** What you need to do **
Rewrite the entries below, putting "bike" wherever "bicycle" appears and changing nothing else. Omit the pictures from your version.

Boundary labeling entries
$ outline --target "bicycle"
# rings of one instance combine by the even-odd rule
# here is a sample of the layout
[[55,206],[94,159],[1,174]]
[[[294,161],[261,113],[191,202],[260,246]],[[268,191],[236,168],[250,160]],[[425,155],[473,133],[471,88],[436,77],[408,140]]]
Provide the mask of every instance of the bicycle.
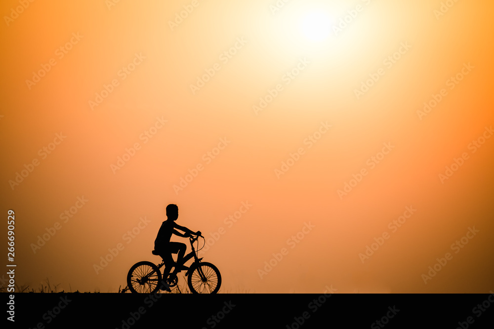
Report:
[[[189,237],[189,241],[192,248],[192,251],[185,255],[181,264],[175,263],[170,269],[170,274],[164,282],[170,288],[177,285],[178,277],[177,274],[182,271],[187,270],[185,276],[188,277],[187,284],[193,293],[216,293],[221,285],[221,275],[218,268],[210,263],[202,262],[203,258],[197,256],[197,252],[194,248],[194,243],[199,237],[204,239],[204,237],[198,235],[196,237]],[[198,247],[199,243],[198,242]],[[204,246],[201,248],[204,248]],[[153,251],[153,255],[157,255]],[[189,267],[185,263],[194,257],[194,262]],[[134,264],[129,270],[127,275],[127,284],[129,290],[134,293],[147,292],[153,293],[160,289],[162,282],[162,274],[160,269],[165,265],[163,260],[159,265],[148,261],[140,261]]]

** Task result **
$ outline --target "bike"
# rings of one instance combine by the even-odd rule
# here is a sample of the layout
[[55,206],[94,159],[1,174]]
[[[294,161],[261,113],[191,202],[260,246]],[[268,191],[236,168],[250,160]],[[425,155],[473,133],[471,88],[436,77],[408,140]]]
Provide the mask of every instance of the bike.
Report:
[[[189,237],[189,241],[192,248],[192,251],[185,255],[181,264],[175,263],[170,269],[170,274],[164,282],[170,288],[177,285],[178,277],[177,274],[182,271],[187,270],[185,276],[188,277],[187,284],[193,293],[216,293],[221,285],[221,275],[218,268],[210,263],[202,262],[203,258],[197,256],[197,252],[194,248],[194,243],[199,237],[204,239],[204,237],[198,235],[196,237]],[[198,247],[199,243],[198,242]],[[204,246],[201,248],[204,248]],[[153,251],[153,255],[157,255]],[[189,267],[185,263],[194,257],[194,262]],[[134,264],[129,270],[127,275],[127,284],[129,290],[134,293],[147,292],[153,293],[160,289],[162,282],[162,274],[160,269],[165,265],[163,260],[159,265],[148,261],[140,261]]]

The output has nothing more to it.